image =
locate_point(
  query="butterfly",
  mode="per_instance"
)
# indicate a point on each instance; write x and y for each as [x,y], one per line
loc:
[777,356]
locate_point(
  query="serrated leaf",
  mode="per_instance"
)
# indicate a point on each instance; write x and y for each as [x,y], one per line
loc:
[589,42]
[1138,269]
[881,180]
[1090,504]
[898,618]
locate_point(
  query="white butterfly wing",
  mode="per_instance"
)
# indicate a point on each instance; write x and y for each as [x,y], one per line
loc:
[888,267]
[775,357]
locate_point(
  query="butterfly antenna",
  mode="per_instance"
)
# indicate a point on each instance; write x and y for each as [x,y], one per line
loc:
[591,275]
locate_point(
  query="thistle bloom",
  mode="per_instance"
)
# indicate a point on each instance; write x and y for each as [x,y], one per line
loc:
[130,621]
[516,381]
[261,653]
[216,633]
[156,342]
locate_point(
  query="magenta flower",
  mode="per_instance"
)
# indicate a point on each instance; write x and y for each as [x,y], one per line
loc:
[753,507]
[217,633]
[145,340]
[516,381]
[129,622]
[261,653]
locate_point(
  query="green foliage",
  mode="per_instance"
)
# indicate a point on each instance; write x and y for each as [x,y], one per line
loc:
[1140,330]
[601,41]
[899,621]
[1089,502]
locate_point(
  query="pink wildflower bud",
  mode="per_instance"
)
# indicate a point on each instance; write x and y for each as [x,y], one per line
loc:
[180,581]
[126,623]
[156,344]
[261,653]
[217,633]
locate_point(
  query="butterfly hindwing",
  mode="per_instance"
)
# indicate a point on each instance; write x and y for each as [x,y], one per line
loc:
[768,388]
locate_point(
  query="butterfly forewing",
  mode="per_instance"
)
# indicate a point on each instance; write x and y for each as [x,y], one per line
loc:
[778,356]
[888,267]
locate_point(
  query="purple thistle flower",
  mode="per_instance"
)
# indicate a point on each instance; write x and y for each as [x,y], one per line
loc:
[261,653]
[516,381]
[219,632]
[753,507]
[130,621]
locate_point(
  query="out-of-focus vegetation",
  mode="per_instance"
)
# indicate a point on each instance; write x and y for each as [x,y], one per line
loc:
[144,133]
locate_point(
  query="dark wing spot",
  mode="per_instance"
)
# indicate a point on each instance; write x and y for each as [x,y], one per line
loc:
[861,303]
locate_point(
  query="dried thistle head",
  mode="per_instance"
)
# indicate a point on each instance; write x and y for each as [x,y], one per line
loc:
━━━━━━
Task statement →
Looking at the entries above, copy out every line in which "thistle" occurs.

Output below →
  query="thistle bloom",
  query="purple thistle flower",
  query="dried thistle head",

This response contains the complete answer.